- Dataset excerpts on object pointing
[start]
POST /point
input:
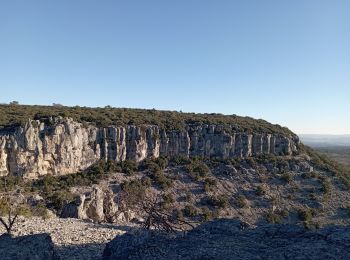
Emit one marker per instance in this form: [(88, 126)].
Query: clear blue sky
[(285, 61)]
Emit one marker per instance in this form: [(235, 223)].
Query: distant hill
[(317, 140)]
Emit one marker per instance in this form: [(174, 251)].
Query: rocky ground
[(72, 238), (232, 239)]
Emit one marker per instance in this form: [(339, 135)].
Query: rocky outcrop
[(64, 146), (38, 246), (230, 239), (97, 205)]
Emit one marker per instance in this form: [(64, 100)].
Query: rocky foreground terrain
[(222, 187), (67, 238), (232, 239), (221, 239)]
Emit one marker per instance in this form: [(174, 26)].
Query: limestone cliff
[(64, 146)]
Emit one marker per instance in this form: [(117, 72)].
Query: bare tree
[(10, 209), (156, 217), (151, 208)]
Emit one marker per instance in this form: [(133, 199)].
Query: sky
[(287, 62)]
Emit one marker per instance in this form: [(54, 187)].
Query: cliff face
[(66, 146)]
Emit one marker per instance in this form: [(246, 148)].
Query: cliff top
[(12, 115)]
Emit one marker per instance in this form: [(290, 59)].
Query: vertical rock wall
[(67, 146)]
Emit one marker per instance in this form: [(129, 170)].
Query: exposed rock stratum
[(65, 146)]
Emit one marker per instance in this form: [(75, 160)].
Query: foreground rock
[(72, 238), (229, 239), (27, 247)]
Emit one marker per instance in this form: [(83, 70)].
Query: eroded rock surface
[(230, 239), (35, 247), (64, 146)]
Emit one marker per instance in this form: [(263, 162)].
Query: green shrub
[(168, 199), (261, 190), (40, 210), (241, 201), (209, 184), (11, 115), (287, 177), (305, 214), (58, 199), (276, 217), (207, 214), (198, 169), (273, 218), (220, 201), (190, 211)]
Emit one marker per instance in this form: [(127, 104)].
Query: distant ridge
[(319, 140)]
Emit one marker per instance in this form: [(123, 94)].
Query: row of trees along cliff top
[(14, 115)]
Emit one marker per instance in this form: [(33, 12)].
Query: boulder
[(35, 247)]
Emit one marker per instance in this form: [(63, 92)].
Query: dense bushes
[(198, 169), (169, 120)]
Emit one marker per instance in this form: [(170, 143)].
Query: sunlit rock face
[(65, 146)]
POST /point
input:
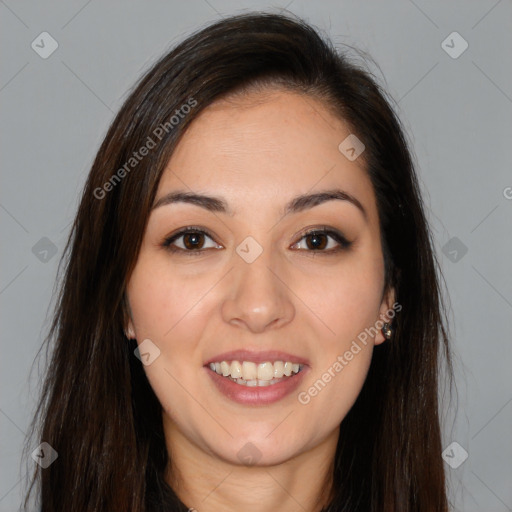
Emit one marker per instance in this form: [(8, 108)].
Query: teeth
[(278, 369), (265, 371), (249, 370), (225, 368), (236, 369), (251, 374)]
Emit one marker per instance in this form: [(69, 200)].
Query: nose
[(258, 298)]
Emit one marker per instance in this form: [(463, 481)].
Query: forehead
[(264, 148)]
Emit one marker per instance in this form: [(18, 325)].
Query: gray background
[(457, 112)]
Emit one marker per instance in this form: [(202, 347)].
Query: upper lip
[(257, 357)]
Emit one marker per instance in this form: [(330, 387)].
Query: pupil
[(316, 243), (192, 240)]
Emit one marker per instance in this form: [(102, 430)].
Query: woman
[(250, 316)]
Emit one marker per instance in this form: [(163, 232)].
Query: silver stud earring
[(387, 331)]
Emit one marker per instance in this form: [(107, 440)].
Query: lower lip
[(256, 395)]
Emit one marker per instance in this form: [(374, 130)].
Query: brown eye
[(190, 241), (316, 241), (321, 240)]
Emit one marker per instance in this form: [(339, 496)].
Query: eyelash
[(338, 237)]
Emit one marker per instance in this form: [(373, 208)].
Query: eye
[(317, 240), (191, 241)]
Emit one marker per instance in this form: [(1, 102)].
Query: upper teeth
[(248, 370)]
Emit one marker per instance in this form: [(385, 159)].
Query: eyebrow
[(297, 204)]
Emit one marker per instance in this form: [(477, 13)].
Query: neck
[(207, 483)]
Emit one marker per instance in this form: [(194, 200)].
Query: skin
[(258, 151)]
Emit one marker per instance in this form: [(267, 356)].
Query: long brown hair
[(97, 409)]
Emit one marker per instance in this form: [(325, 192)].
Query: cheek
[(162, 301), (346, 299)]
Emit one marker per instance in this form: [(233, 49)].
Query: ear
[end]
Substitute "stony" for "rocky" in the listing from its start through the line containing "[(230, 239), (35, 247), (64, 146)]", inclusive, leaving everything else unchanged. Omit the pictures from your output.

POST /point
input:
Emit one marker per instance in this form: [(88, 126)].
Query: clear blue sky
[(285, 61)]
Emit one marker per instance in this form: [(235, 223)].
Query: distant hill
[(317, 140)]
Emit one marker per instance in this form: [(174, 251)].
Query: stony ground
[(72, 238), (232, 239)]
Emit one marker per instance in this form: [(339, 135)].
Query: stony outcrop
[(64, 146), (38, 246), (230, 239), (97, 205)]
Emit one marker per instance in this form: [(64, 100)].
Query: stony foreground terrain
[(222, 187), (67, 238), (232, 239), (221, 239)]
Emit one marker per instance in this form: [(174, 26)].
Query: limestone cliff
[(64, 146)]
Emit one marker per instance in this form: [(117, 72)].
Query: bare tree
[(10, 209), (156, 217), (151, 208)]
Emit one marker per instance in this form: [(133, 199)].
Query: sky
[(287, 62)]
Emit one marker per instance in this form: [(54, 187)].
Query: cliff face
[(66, 146)]
Emit one marker per instance in this form: [(246, 148)].
Query: cliff top
[(12, 115)]
Emit one marker per instance in this form: [(290, 59)].
Query: vertical rock wall
[(67, 146)]
Emit one marker per instance in this form: [(129, 170)].
Query: exposed rock stratum
[(65, 146)]
Emit one marker per instance in this form: [(75, 160)].
Query: foreground rock
[(72, 238), (229, 239), (27, 247)]
Emit one marker per instance in this form: [(83, 70)].
Query: eroded rock surface
[(230, 239), (35, 247), (64, 146)]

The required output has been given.